Pointing dataset excerpts:
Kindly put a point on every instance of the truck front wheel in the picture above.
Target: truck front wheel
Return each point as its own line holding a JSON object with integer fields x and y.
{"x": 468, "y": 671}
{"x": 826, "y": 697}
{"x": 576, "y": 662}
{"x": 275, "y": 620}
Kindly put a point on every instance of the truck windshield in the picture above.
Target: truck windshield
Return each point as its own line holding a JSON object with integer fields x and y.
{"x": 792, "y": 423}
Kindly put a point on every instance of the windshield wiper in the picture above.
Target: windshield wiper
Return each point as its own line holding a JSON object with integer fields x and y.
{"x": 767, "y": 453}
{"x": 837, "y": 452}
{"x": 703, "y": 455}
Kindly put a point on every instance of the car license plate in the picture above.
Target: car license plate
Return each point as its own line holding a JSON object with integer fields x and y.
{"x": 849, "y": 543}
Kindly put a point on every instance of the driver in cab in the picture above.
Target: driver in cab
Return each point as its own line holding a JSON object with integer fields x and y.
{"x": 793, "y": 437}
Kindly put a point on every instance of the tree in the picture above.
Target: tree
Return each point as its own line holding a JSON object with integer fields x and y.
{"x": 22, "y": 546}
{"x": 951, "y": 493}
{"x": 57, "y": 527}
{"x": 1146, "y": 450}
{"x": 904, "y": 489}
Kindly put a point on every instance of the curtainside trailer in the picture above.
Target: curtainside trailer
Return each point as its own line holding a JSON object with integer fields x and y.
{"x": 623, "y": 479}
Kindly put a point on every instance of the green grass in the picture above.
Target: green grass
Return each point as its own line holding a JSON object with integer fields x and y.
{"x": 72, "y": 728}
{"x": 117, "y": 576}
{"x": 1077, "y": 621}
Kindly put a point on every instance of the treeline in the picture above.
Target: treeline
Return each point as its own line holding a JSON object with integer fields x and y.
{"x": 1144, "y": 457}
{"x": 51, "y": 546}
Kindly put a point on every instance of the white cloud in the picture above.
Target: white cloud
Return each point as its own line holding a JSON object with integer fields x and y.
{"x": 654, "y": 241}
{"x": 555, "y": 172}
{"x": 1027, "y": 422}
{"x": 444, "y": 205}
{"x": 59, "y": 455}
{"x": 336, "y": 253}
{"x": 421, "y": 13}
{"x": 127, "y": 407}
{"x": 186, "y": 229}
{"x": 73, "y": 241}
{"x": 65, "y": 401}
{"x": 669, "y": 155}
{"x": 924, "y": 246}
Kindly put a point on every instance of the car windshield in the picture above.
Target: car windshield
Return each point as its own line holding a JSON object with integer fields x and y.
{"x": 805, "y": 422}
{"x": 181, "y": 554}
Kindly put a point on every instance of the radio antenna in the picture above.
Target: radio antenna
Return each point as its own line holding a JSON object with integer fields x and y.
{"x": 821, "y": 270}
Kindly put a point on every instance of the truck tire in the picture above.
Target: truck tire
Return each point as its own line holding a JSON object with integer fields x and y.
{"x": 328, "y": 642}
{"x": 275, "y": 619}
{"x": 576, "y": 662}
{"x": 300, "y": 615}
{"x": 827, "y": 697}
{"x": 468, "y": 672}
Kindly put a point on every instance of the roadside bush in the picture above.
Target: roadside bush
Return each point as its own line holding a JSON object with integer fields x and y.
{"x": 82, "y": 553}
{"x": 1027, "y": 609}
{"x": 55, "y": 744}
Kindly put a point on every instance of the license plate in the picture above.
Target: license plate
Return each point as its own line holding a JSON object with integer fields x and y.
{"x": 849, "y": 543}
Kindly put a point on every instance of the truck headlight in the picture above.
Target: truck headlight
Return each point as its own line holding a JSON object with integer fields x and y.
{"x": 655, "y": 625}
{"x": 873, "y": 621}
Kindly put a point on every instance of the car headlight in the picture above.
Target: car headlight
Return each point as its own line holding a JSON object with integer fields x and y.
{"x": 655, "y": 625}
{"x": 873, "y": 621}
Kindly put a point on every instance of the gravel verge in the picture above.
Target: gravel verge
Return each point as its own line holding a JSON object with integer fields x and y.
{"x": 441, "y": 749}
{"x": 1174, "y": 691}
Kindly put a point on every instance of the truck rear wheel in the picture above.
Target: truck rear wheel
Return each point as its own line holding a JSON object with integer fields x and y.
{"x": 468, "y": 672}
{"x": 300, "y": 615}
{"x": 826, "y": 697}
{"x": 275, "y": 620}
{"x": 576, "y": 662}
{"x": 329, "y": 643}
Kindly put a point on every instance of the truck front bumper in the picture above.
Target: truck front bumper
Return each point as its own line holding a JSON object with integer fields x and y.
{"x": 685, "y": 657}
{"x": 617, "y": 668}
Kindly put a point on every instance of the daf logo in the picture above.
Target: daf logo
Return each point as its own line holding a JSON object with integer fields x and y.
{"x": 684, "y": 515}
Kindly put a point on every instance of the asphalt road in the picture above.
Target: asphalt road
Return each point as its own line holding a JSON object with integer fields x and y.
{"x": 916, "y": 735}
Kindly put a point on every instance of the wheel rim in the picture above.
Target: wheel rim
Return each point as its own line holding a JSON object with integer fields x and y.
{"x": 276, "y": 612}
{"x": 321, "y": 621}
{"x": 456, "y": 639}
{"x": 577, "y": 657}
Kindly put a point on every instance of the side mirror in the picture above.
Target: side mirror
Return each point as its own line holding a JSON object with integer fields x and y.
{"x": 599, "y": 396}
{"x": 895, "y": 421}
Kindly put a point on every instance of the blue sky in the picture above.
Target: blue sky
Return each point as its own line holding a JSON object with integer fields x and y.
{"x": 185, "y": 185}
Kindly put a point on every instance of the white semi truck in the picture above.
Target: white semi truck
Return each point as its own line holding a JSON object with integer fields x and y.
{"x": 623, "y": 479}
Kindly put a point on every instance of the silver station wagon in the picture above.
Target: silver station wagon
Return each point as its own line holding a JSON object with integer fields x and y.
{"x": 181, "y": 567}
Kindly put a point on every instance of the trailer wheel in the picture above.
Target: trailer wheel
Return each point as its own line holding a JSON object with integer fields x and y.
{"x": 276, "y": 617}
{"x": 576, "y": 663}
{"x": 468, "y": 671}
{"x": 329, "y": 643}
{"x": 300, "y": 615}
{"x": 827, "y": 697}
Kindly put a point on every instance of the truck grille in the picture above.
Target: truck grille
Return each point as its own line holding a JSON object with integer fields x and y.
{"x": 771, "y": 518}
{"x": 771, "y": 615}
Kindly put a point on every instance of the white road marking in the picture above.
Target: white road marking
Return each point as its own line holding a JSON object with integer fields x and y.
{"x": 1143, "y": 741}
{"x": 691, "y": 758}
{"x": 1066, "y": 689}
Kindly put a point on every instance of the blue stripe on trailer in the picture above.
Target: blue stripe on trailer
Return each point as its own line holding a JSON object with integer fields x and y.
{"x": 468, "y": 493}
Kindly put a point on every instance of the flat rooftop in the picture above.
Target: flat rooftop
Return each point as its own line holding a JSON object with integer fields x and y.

■ **What to do**
Rescale the stretch of rows from the line that contains "Kindly put a point on every instance of the trailer" through the end of the rows, writing out every line again with the requests included. Multiply each x and y coordinate in the answers by 0.6 and round to the nearest whole number, rounding halves up.

■ **The response**
Kindly put a point on every instance of the trailer wheel in the picture above.
Target: trailer wheel
Return each point as its own line holding a JSON object with integer fields x and y.
{"x": 166, "y": 370}
{"x": 346, "y": 398}
{"x": 281, "y": 403}
{"x": 197, "y": 386}
{"x": 180, "y": 369}
{"x": 496, "y": 418}
Kindly put a point on every instance of the truck grille in the picture above.
Target: truck grille
Return each point as its own line holding a JSON object with integer fields x and y.
{"x": 463, "y": 311}
{"x": 463, "y": 369}
Kindly put a point on every instance of the white road marking in the picture above.
Target: white road marking
Return each point as its own line holding a JSON object with integer fields x and y.
{"x": 686, "y": 445}
{"x": 415, "y": 455}
{"x": 640, "y": 413}
Kindly put a point on every instance of the blue stripe on trailer in the picture above.
Target: blue stripe on trailer
Return each point as its own line holding a JSON object with integer fields x and y.
{"x": 281, "y": 296}
Kindly put a point on every instance of the flat rooftop in the picture above.
Target: flat rooftop
Return each point as its own line holding a JSON object with integer fields x and y.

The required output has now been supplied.